## Your objective
Rewrite the records below with every "drop one marker on each instance" changed to "place a single marker on every occurrence" and nothing else altered.
* Start Materials provided *
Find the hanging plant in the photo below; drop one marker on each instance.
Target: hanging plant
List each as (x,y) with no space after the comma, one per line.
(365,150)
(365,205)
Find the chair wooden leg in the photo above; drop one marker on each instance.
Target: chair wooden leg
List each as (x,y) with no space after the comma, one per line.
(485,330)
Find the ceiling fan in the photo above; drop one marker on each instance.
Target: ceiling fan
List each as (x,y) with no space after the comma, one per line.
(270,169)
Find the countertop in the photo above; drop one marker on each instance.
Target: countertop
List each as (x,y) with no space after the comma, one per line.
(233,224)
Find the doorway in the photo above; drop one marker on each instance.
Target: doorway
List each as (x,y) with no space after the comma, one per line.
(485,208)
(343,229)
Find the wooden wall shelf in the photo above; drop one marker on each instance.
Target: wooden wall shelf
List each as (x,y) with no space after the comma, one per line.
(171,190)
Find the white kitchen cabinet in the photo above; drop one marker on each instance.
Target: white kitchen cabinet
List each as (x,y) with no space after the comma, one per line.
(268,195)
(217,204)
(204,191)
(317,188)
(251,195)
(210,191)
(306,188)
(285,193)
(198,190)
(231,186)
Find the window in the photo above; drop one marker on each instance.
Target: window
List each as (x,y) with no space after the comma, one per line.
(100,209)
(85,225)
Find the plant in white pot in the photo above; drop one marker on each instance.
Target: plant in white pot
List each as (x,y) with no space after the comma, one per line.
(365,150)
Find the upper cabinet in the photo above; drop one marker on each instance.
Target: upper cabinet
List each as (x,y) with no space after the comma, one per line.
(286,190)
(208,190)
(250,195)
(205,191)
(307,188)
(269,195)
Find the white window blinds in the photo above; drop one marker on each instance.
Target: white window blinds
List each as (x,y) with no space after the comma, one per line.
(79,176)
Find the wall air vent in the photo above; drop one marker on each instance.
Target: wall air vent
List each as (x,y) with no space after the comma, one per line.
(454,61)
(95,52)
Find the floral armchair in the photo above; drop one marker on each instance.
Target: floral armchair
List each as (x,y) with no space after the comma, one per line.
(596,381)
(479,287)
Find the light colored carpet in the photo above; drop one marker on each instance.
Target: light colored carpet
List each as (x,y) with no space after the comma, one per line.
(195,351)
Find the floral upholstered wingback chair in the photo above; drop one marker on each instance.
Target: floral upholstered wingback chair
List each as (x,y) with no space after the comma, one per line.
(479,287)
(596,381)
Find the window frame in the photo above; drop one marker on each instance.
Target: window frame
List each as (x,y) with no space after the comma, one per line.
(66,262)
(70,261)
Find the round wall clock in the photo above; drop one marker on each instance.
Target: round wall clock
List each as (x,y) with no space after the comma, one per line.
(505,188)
* End Materials provided *
## Output for this task
Find the hanging plant in the photo below; place a single marker on every occurrence.
Target: hanging plant
List each as (x,y) with no space after the comma, one per line.
(365,150)
(365,205)
Find the chair wooden leg in the photo above; place a single marker on every occurrence.
Target: chair wooden leg
List each as (x,y) with no space after the comma, one per line.
(485,330)
Find the ceiling fan in the photo above; place a single marker on every occurrence.
Target: ceiling fan
List each as (x,y) with no space after the comma, one per line.
(270,169)
Find the countertop in the photo above; place a single marker on every occurrence.
Target: countertop
List each as (x,y) with no space after the comma, one per line.
(233,224)
Find the doorway in the photo above; place a single marker on every occurrence.
Target: doorway
List each as (x,y) with no space after the comma, one per line.
(485,208)
(343,229)
Find the wooden wall shelf in the photo above; place a single marker on every occurrence.
Target: wooden wall shelf
List each as (x,y) with no space after the comma, one per line.
(171,190)
Find the white kitchen cabinet in the photo above; place a single marker on every occurrence.
Target: white kitchen cabinet
List each as (x,y) with no space after the comma, one per line.
(268,195)
(217,204)
(204,191)
(317,188)
(251,195)
(210,191)
(306,188)
(285,193)
(198,190)
(231,186)
Find the window in the photo above; place a single marker on every occurrence.
Target: window
List each as (x,y) with no space after the comma, one per line.
(100,209)
(85,225)
Find the plant in white pot in the photo above; place a single marker on every occurrence.
Target: plant in white pot
List each as (x,y) with no space after the comma, one per line.
(365,150)
Find the upper cabinet in the photo above; place a single marker on every occurrence.
Target: upper cabinet
List each as (x,y) with no space after the comma, one per line.
(286,190)
(208,190)
(250,195)
(205,191)
(307,188)
(269,195)
Find the white window blinds in the photo above; place a single marker on every occurrence.
Target: white window blinds
List each as (x,y) with no space after the comma, one per line.
(79,176)
Find the wall air vent in the photo above; place a single marker on every occurrence.
Target: wall air vent
List each as (x,y) with no space after the comma, one per line.
(454,61)
(95,52)
Find the floral armchair in the photo above; place a single marker on every occurrence.
Target: floral armchair
List each as (x,y) with no space after the comma, one per line.
(596,381)
(479,287)
Find the light colored carpet in the photo above; place a single marker on every occurrence.
Target: light colored carpet
List each as (x,y) with no space after the comma, one per line.
(195,351)
Find the floral upholstered wingback chair in the photo above; place a single marker on every occurrence.
Target: floral upholstered wingback chair
List each as (x,y) with no space after the comma, one per line.
(479,287)
(596,381)
Find the window frame in the photo above; place a single marker on every occurrence.
Target: window frame
List each as (x,y) with no space after the comma, one per line.
(66,262)
(70,261)
Find the round wall clock in the photo above; place a single marker on every occurrence.
Target: round wall clock
List each as (x,y) with no space after the comma, one per line.
(505,188)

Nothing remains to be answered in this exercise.